_WHAT IS NEEDED_:
Your task is to copy the material exactly.

A block of data
○ ○ ○ ○
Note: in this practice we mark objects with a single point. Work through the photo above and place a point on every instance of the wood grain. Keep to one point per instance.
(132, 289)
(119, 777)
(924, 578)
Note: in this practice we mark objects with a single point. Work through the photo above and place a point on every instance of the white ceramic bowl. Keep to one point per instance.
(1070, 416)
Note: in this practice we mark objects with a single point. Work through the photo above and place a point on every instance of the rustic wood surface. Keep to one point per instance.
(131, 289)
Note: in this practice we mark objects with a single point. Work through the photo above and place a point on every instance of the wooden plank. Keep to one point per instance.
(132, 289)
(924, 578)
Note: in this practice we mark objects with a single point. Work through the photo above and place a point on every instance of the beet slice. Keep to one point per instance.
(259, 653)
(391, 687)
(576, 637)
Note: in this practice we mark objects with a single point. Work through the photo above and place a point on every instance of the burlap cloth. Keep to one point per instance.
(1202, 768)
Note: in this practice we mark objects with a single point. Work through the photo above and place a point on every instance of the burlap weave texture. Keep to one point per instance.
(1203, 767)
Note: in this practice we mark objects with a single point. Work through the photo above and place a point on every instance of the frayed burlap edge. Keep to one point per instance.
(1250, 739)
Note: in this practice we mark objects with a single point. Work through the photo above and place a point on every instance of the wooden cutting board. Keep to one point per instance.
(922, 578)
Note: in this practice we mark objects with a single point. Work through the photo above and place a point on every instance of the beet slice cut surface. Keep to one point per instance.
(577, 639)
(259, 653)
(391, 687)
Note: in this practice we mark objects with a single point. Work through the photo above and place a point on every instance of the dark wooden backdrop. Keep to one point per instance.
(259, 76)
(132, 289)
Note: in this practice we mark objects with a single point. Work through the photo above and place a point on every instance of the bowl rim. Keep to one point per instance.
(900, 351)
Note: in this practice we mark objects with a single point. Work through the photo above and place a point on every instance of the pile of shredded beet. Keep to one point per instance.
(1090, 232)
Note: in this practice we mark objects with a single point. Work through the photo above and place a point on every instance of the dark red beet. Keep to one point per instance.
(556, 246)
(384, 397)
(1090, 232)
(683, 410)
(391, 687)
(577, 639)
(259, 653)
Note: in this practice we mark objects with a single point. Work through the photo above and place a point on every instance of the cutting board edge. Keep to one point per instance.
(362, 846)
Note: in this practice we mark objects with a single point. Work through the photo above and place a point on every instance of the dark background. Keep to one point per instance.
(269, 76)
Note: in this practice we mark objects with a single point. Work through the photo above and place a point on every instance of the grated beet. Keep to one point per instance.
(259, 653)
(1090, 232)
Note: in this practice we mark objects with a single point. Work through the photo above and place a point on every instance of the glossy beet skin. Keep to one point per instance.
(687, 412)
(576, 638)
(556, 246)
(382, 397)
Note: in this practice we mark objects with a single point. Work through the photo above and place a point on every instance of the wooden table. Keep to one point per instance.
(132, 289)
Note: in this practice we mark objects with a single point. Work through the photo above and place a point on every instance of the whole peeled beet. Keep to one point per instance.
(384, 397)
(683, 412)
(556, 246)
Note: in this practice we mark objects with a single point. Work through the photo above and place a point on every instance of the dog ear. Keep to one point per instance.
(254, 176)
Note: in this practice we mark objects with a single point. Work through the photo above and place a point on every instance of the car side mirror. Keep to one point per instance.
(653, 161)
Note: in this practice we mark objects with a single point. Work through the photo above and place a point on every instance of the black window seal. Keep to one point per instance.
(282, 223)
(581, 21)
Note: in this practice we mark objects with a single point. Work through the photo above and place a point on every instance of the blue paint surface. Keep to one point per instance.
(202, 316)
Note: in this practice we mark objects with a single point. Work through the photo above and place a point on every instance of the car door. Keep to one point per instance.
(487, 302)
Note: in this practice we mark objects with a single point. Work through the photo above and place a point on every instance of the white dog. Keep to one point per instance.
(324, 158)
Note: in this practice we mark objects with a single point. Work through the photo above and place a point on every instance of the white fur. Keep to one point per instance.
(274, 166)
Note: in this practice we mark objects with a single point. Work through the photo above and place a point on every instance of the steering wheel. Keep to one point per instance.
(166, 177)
○ ○ ○ ○
_SOLUTION TO THIS PROBLEM_:
Note: in this practice we mark objects with a single point. Work through the photo above and place a point on every instance of the wood grain. Keep to one point per instance.
(132, 289)
(119, 777)
(924, 578)
Note: in this practice we mark objects with a single point. Work through the photo above and place a point on every instance of the white ceramic bowl. Keep to one point per instance.
(1070, 416)
Note: in this practice we mark objects with a single point. Work through the photo above and place a point on every instance of the rustic wood surface. Keep to one point per instance.
(131, 289)
Note: in this practice we mark objects with a single point. Work through the photo above and place a point on every instance of the wooden plank. Keep to one point per instance.
(132, 289)
(924, 578)
Note: in this practice we mark objects with a single point. Work through the photo above and place a point on every instance of the beet slice. Keep to one point per instance.
(259, 653)
(391, 687)
(576, 637)
Note: in this practice we mark objects with a single point. Work through the photo above and place a point on every instance of the burlap cloth. Keep to one point per instance.
(1202, 768)
Note: in this practice we mark objects with a single point. Work through the photo above and place a point on every instance of the burlap weave texture. Keep to one point per instance.
(1203, 767)
Note: in this practice we mark objects with a single point. Work through the photo above and place a point on every instance of the frayed burlap edge. Keep to one point per instance.
(1250, 739)
Note: in this practice we mark objects with a single point. Work through the photo above and place a point on every instance of the wooden cutting board. Keep to one point per instance.
(922, 578)
Note: in this practice we mark objects with a single point. Work through the photo above and place a point on every instance of the beet slice cut surface. Keep to one point per instance.
(577, 639)
(259, 653)
(391, 687)
Note: in this practice we mark objects with a single point. Work through the photo above and place a point on every instance of the dark wooden backdrop. Keep to one point per instance.
(259, 76)
(132, 289)
Note: in this practice we mark objects with a single point. Work through the photo above and place a point on every instance of the bowl rim. Keep to one point per instance.
(900, 351)
Note: in this practice we mark objects with a single point. Work through the photo above and place a point on every instance of the pile of shredded beet. Keep to one point per instance.
(1090, 232)
Note: in this practice we mark objects with a single point. Work through the photo above and place a point on every instance of the dark red beet. Keep to one point per instance.
(556, 246)
(384, 397)
(1090, 232)
(683, 410)
(391, 687)
(577, 639)
(259, 653)
Note: in this practice we mark objects with a single point. Work through the photo above and place a point on every instance of the cutting board edge. Keep to one point per instance.
(362, 846)
Note: in this practice we mark objects with a single point. Work through the photo above and place a point on every instance of the dark background. Keep to one point per instance.
(269, 76)
Note: in this practice we mark objects with a single point. Work through the photo above and place a point on every instance of the grated beet. Keep to one point per instance.
(259, 653)
(1090, 232)
Note: in this practice we mark objects with a single point. Work through the photo above and place a point on every instance of the glossy beet skin. Keep to one point per instance.
(687, 412)
(576, 638)
(556, 246)
(382, 397)
Note: in this practice we mark objects with a single point. Work through the photo above and place a point on every instance of the wooden table. Keep to one point per instance.
(132, 289)
Note: in this practice we mark objects with a single point. Work through the photo above and place a point on every instance of the whole peeled beet. Keep to one point per instance.
(384, 397)
(683, 412)
(556, 246)
Note: in this practice we mark objects with a single point. Work through the photo above and place a point on every instance of the dog ear. Keep to one point per instance.
(254, 176)
Note: in this practice we mark objects with a single point. Work through the photo above and place a point on every instance of the car side mirror. Keep to one point per instance.
(653, 161)
Note: in this practice we mark objects with a single point. Work through the photo above and place a point on every instance of the black window seal. Keep to one point per instance.
(282, 223)
(581, 21)
Note: in this practice we mark objects with a single point. Work through the photo above and place a point on every instance of the blue paint surface. Keep to one point per instance.
(202, 316)
Note: in this practice we mark objects with a single point. Work through the photo above and place a point on every instance of the car door. Keep to one point per instance.
(487, 302)
Note: in this practice we mark objects with a single point. Work through the photo above and place a point on every instance of the white dog. Keep to one point per instance.
(324, 158)
Note: in this practice we mark objects with a single point. Work through the photo above and place a point on every instance of the white fur. Keep to one point per instance.
(274, 166)
Note: in this practice we mark objects with a single point. Work through the photo above and place a point on every instance of the steering wheel. Keep to one point per instance.
(166, 177)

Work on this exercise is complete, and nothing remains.